● Given exercise: Report every line of the data below that contains the word "background", copying each such line in full. Case counts.

◇ ◇ ◇

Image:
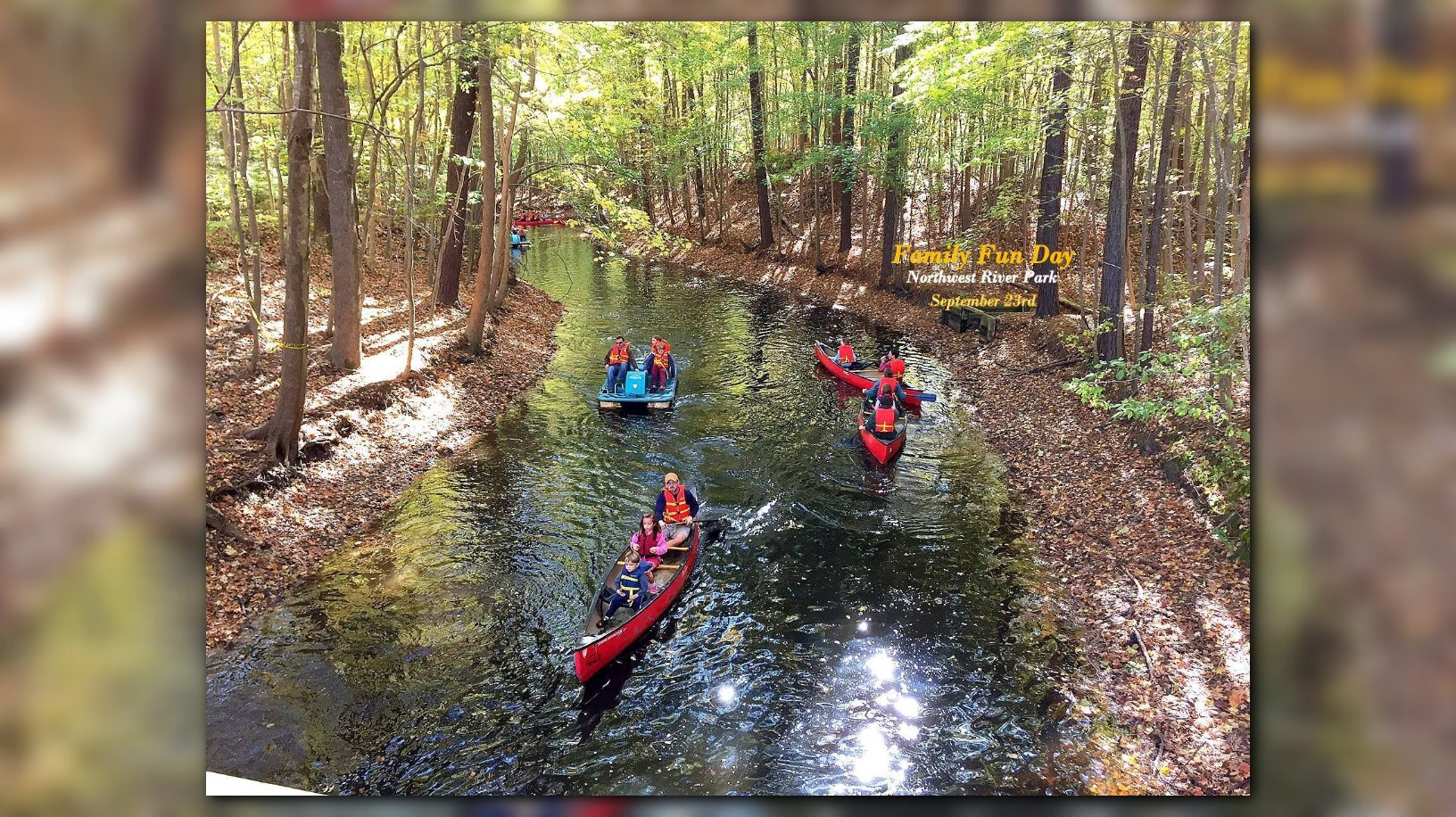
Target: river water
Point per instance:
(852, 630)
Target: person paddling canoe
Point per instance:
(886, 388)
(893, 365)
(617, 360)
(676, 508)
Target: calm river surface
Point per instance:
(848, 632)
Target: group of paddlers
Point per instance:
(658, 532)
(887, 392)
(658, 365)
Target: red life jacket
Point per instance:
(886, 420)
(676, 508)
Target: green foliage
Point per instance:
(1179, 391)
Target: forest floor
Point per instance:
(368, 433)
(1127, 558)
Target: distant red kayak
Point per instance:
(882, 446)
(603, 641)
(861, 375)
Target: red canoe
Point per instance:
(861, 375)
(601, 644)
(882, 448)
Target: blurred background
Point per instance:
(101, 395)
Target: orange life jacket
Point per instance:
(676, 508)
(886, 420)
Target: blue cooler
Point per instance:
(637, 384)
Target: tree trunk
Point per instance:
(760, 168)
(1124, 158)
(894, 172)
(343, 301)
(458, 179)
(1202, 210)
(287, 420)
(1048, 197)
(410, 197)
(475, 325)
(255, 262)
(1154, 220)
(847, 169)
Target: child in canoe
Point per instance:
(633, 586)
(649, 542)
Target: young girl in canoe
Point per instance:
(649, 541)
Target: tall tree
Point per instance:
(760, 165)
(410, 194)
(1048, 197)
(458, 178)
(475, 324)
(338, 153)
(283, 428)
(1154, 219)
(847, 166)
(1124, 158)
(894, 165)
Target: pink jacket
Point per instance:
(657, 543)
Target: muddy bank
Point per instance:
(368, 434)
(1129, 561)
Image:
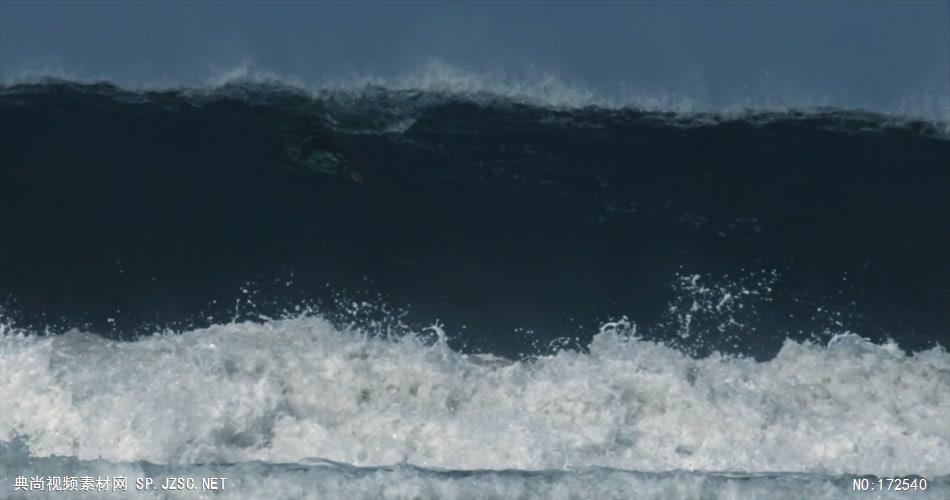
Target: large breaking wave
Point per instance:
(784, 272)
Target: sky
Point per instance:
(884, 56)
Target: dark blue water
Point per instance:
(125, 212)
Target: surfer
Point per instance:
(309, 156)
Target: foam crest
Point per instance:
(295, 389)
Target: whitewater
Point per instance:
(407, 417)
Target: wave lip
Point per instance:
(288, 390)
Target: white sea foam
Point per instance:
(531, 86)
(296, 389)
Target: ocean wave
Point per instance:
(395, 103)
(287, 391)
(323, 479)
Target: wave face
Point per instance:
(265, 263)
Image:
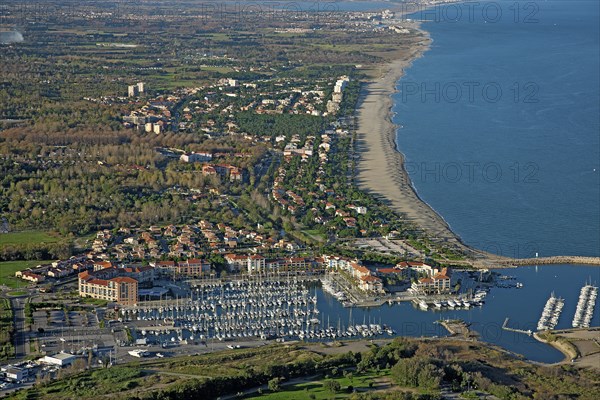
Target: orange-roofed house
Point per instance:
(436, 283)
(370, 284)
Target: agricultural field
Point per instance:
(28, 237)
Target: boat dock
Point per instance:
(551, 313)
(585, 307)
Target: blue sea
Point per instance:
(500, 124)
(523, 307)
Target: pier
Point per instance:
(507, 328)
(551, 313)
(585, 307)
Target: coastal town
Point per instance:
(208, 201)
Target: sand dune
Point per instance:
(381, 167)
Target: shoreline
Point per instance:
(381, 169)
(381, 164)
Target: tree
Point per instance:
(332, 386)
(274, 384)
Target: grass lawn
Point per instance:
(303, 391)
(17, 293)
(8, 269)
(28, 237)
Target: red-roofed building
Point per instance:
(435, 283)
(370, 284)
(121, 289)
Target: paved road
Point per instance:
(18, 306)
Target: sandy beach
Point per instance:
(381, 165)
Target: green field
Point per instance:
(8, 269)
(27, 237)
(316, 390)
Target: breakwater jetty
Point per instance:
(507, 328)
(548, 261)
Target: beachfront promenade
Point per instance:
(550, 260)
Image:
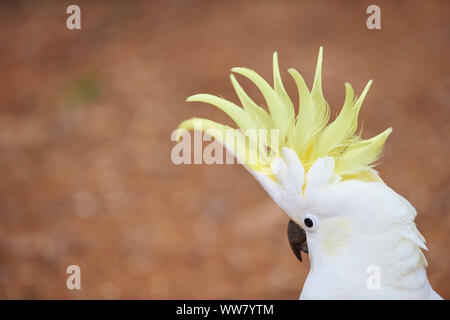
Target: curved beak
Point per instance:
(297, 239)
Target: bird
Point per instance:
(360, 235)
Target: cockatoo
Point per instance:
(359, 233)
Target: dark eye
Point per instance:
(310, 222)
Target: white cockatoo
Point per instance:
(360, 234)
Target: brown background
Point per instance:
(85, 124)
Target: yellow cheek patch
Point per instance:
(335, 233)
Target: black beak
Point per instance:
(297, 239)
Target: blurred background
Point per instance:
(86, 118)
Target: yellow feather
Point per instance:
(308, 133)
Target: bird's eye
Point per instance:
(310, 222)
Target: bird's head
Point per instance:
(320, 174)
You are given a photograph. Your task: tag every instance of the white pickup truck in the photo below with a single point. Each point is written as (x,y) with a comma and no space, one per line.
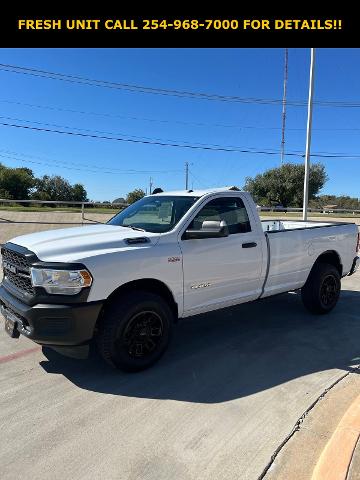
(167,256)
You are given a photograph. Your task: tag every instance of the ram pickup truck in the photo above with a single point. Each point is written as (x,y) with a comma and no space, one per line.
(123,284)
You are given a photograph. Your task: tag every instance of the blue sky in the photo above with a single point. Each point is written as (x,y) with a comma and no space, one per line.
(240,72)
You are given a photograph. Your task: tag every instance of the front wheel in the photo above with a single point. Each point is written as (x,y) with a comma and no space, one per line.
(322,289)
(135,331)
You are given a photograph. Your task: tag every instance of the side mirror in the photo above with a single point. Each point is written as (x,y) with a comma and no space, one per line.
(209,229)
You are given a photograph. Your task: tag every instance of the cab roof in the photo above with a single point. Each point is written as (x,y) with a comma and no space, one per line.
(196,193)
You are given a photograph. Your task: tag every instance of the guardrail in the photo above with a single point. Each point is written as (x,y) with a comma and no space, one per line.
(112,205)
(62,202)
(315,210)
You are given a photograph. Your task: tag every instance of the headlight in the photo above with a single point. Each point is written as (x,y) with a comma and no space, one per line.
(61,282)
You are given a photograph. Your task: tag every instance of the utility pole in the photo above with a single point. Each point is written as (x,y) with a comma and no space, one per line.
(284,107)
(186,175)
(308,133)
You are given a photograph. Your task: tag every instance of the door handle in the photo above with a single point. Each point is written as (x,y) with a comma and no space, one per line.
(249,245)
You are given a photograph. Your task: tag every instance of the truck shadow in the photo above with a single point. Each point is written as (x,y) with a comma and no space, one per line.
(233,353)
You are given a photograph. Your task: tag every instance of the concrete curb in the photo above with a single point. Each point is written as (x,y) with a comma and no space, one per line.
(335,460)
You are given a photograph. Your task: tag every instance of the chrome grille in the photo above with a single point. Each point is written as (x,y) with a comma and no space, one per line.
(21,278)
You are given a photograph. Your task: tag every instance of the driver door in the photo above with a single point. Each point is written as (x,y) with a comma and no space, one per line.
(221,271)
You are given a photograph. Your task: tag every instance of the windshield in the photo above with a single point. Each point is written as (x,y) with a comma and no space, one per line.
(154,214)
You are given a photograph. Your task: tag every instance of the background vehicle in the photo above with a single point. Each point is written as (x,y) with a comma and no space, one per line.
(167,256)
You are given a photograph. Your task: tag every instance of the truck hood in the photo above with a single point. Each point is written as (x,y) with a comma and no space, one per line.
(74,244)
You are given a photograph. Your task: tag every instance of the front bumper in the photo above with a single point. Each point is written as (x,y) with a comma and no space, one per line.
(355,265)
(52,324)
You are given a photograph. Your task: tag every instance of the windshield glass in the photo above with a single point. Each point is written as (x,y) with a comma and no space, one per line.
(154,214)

◇ ◇ ◇

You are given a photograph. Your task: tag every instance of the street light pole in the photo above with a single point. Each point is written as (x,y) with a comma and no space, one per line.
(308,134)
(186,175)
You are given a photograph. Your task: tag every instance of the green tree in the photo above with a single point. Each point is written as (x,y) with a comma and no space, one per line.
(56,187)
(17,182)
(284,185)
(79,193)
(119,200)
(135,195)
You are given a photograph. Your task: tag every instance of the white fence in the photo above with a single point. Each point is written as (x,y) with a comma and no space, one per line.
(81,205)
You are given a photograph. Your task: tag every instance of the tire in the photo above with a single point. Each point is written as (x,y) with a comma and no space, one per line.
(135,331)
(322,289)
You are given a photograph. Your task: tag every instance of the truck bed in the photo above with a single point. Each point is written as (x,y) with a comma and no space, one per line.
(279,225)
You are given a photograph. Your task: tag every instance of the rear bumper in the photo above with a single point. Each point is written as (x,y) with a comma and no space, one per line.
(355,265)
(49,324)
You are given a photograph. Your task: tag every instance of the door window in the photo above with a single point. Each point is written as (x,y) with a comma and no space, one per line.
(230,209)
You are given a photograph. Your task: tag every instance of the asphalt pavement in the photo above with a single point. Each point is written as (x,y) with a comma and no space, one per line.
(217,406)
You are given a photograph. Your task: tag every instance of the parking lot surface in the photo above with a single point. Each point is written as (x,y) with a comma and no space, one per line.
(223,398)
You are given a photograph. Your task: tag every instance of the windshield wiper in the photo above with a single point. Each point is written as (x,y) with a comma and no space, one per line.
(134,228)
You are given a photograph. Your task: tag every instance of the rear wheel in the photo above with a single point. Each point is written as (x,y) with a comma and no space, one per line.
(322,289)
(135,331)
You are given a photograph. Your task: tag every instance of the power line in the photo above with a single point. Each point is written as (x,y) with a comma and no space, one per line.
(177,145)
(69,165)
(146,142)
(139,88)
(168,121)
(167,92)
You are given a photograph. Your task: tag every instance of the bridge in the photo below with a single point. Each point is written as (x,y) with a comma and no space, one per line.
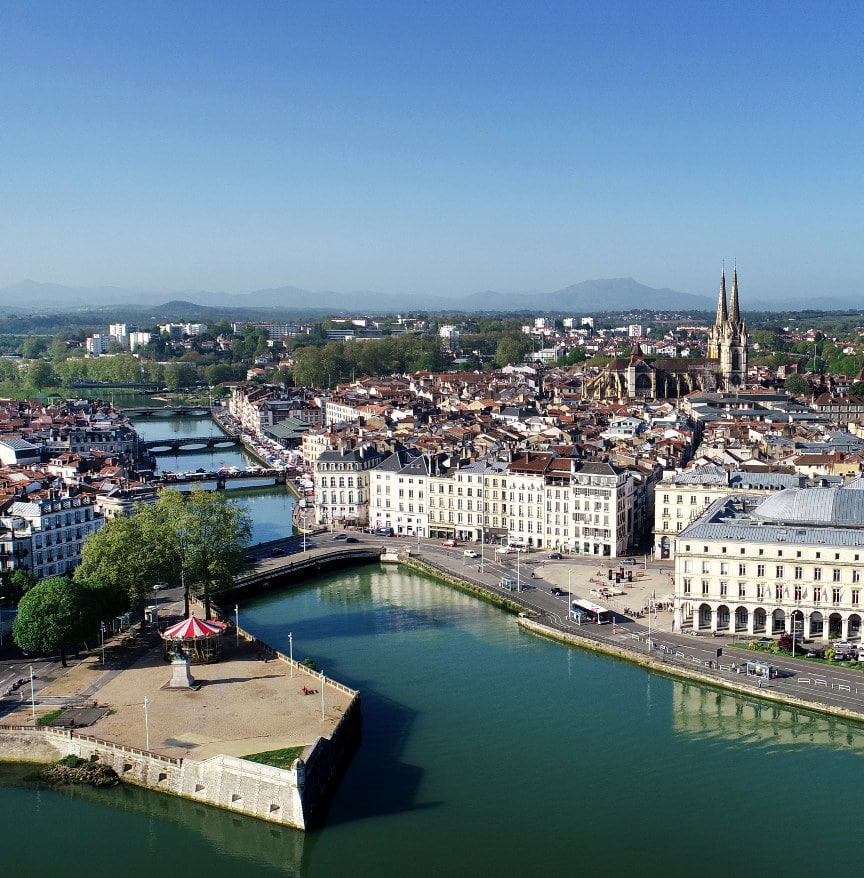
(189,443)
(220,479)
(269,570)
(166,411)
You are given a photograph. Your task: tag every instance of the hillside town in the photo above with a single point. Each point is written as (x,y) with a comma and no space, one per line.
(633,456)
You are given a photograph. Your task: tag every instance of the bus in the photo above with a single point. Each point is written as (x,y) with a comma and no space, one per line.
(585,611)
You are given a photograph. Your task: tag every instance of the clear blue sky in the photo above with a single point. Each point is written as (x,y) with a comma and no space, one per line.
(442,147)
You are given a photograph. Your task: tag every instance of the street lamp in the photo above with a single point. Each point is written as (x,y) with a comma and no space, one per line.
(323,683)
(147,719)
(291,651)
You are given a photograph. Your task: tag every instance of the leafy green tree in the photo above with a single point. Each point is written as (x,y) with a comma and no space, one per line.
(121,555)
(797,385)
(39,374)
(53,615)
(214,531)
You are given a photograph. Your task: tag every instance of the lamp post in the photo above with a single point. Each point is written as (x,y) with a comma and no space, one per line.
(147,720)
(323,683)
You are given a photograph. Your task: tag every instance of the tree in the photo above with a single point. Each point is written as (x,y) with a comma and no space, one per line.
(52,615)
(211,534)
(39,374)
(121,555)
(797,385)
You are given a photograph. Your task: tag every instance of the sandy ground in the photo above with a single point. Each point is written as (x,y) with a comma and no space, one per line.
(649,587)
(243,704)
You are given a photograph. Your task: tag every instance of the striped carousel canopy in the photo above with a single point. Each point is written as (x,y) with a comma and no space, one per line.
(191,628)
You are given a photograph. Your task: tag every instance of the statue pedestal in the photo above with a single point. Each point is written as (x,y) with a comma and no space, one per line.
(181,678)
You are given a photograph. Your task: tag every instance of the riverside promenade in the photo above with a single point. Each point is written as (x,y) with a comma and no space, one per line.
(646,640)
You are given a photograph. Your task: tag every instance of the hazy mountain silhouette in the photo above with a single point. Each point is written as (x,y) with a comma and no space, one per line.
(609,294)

◇ ◇ ◇

● Written reply:
Target: blurred background
Target: brown background
Target: blurred background
You are given a photograph. Your task: tag every instance of the background vehicle in the photo above with a single point. Each point is written as (x,y) with a comma and no space, one per line.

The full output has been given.